Find each line in the listing that contains the word "wildlife" and copy those lines out. Matches must have the same uppercase and lowercase letters.

> _Record list_:
↓

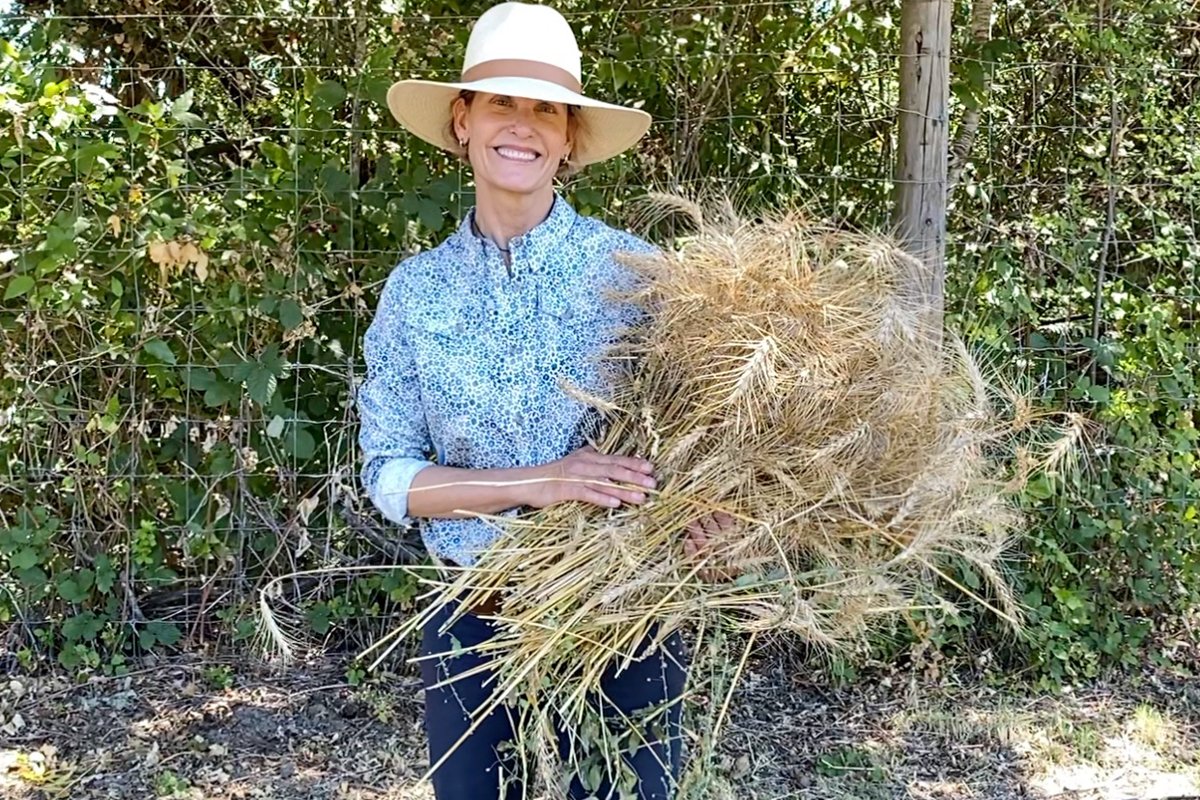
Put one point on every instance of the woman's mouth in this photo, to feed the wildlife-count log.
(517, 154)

↑
↓

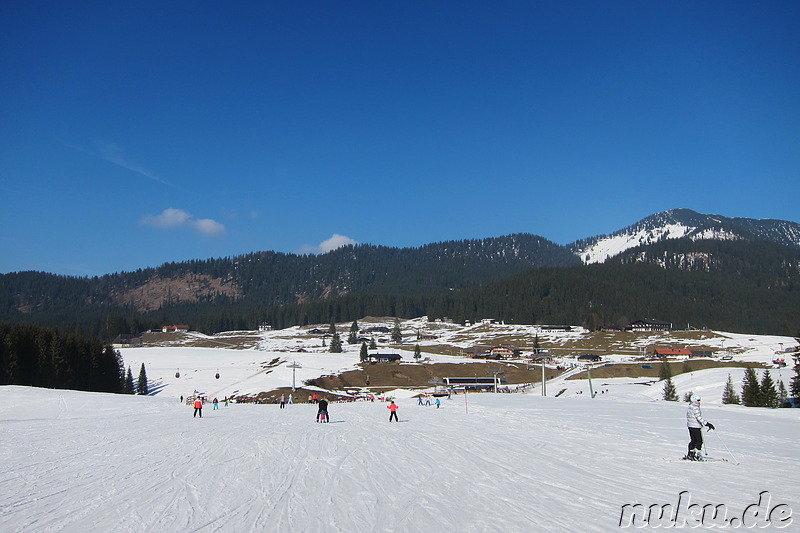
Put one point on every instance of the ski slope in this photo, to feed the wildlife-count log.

↑
↓

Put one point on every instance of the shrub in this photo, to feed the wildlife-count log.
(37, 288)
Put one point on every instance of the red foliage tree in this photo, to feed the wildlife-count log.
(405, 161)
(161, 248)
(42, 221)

↑

> _Result of the task_:
Put one point on every instance of the woman's mouth in this photo, to feed the wildlife-count log.
Put one point on every instance of the ski slope in this photo, to feed the wildlife-count log.
Put one point on every instance of the shrub in this photo, to feed the wildlife-count log.
Put one point on every instance of the red foliage tree in this photo, to feed the wildlife-count log.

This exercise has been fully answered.